All entries must be repeated exactly; do not include the pictures.

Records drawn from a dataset
****************

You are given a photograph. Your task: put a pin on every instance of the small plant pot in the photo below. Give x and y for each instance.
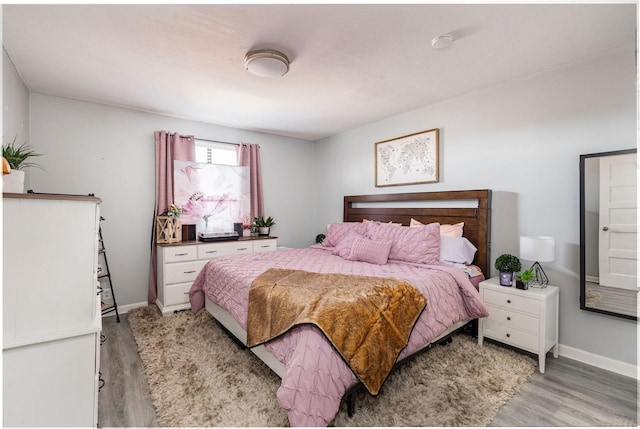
(13, 182)
(506, 278)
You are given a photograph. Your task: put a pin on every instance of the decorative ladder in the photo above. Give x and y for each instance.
(104, 276)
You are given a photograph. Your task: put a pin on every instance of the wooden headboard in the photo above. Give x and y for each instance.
(476, 213)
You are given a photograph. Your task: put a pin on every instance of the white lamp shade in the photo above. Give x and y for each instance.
(266, 63)
(537, 249)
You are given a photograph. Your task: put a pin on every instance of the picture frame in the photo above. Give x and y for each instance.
(408, 160)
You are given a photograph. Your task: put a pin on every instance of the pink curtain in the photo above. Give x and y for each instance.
(169, 147)
(249, 156)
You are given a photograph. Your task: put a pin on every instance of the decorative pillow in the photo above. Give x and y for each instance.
(338, 231)
(454, 230)
(355, 247)
(457, 249)
(418, 245)
(375, 221)
(343, 248)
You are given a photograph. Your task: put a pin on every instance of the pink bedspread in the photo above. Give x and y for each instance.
(316, 377)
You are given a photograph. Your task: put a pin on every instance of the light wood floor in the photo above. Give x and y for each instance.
(568, 394)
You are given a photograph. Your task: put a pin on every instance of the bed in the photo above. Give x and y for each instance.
(316, 373)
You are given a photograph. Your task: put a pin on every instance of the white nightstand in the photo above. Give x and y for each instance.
(526, 319)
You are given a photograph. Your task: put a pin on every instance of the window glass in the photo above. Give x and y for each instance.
(216, 153)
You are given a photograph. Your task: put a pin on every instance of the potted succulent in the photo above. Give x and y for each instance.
(263, 225)
(523, 279)
(17, 158)
(507, 264)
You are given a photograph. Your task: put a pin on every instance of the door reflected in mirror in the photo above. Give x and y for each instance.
(608, 233)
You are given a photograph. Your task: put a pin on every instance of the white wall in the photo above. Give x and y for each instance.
(108, 151)
(523, 140)
(15, 102)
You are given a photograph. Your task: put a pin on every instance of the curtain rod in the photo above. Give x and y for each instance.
(213, 141)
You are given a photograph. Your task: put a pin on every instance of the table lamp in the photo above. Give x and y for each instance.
(538, 249)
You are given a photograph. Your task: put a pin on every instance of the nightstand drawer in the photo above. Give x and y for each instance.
(513, 319)
(515, 302)
(180, 253)
(182, 272)
(509, 335)
(177, 294)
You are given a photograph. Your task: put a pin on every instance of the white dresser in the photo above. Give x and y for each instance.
(51, 310)
(526, 319)
(180, 263)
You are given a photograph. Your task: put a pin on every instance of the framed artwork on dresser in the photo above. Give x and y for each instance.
(408, 160)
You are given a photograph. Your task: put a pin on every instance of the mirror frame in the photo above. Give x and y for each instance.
(583, 306)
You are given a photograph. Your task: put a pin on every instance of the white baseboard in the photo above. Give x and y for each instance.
(623, 368)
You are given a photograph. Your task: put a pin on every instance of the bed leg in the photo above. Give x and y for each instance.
(351, 404)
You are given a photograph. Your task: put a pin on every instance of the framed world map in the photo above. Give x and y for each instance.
(407, 160)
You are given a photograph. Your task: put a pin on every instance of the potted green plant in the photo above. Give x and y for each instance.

****************

§ Answer to the exercise:
You are given a photograph. Your task: put a pin on every instance of the small plant pot in the photo below. Give x and y for each instance.
(13, 182)
(506, 278)
You are given a photograph. Your task: put a pin on every instance of the decorative ladder in the photo above. Give x and y for each instance.
(104, 276)
You are given a photograph. Your task: put a pin on every instance of the wooden headboard in the photo above. Give x and y for each instance.
(476, 213)
You are given a photograph. Your task: put a pin on every instance of the white lamp shade in the photo above. Give x and y for each instance.
(266, 63)
(537, 249)
You are given a photograph. Your task: put a pin on every instance of the picture frame in the photo above. Give x and y for each instance.
(408, 160)
You are given a photograph. Your task: put a pin on every instance of the pink curtain in the photo above. Give x and y for each instance.
(169, 147)
(249, 156)
You are given a photograph. Your task: put a pin on every instance of the decorative pillow in the photo above. Give x and y for each instance.
(338, 231)
(454, 230)
(355, 247)
(457, 249)
(418, 245)
(375, 221)
(343, 248)
You are given a photograph. Your task: put a pin on every instance of the pink bedspread in the photo above. Give x and y for each instance.
(316, 377)
You are given a photograph. Your task: put a pin on every instance of the light wood floor in the photo above. Give x and y for each instance.
(568, 394)
You are given a photograph. Your task: put a pin on every instance of the bed in the photo above. Give x and y for each instance.
(316, 373)
You are given a photograph. Your task: put a pin on every instance of the white nightstand in the photo above. Give x and y for each instance.
(526, 319)
You are given a photograph. Your task: put a pin on every instance of the window glass in the photo above. Give x and y for each instance.
(216, 153)
You are given a photograph. Your task: put a pin on every instance of the potted succulent in the photo above. Give x and y for each instance.
(263, 225)
(523, 279)
(17, 158)
(507, 264)
You are given a photograph. Your task: put a pin on every instance of the door reflected in mirror in the photo above. Give x and y for each instance.
(608, 233)
You are given a photograph. Your task: put a pin on every instance of the white wall in the photo above. Give x and y for each instance.
(108, 151)
(523, 140)
(15, 102)
You are given a photograph. Your task: put a pin on every instance of the curtain rod in the photo above. Give x and y for each instance.
(213, 141)
You are given a photograph. Your task: put a pin on every instance of the table lamp in the photo above. Give x and y for each instance.
(538, 249)
You are given a photograph. Your task: put a pin on every instance of the nightstand drawer in the photo above. Give x and y for each instance.
(513, 319)
(515, 302)
(180, 253)
(182, 272)
(509, 335)
(177, 294)
You are given a photograph. Your task: put a pin on every instance of the white dresser in the photo above. Give x and y for each instance.
(51, 310)
(526, 319)
(180, 263)
You are given a photograph. Your task: put a pin on every instance of the framed artwork on dresser in the photo above. Give x and y for each instance.
(408, 160)
You are given a photograph. Your task: put a pin on every instance of the mirror frame in the photo above. Give x and y for each instance.
(583, 306)
You are given a photograph. Your task: put a pin on every instance of the white baseboard in the photo above. Give x and y for each instance.
(623, 368)
You are given a photograph. Your task: put a pin on every instance of the bed leg in the photo above. Give x and y for each instance.
(351, 404)
You are given a photograph. Your task: put a pin on every instance of the framed world map in the photo above. Give x and y for each instance.
(407, 160)
You are given a photograph. Your task: put a pin on every instance of the potted green plant in the photo above. Give x and y for each instance.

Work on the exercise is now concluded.